Exercise → Please retype the data that follows, starting at the line containing "Annotate cheek." and stopping after the last line.
┌─ Source data
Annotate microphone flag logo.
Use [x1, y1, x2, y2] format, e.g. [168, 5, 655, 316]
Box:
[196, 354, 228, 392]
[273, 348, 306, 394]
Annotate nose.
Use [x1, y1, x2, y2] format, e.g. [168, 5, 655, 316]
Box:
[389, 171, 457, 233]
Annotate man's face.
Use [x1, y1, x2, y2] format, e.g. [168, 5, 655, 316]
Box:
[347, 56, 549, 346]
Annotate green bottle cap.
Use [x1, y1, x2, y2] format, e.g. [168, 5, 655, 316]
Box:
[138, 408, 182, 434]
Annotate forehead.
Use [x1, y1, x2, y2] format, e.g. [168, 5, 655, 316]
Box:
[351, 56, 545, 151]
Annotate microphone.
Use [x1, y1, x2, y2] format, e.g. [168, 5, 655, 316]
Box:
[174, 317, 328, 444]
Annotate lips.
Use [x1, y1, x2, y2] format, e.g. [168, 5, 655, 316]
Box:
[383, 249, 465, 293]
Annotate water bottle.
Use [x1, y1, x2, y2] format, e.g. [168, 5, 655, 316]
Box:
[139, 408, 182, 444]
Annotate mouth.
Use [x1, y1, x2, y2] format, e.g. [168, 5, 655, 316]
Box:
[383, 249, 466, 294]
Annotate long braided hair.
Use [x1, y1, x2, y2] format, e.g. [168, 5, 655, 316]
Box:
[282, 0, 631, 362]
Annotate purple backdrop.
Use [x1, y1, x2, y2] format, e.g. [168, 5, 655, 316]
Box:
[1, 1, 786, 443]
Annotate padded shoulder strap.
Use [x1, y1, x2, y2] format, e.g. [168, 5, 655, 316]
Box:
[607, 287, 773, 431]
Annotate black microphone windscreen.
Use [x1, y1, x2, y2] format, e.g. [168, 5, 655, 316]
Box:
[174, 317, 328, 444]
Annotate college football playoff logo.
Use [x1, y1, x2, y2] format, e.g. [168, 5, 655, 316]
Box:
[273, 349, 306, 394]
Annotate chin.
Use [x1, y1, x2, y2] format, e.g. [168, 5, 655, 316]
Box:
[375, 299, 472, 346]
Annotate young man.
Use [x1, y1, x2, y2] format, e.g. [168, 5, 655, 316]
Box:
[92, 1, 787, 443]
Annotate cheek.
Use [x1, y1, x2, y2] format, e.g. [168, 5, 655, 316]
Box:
└─
Answer for the task →
Annotate cheek.
Use [x1, y1, x2, y2] format, e.g. [168, 5, 655, 316]
Box:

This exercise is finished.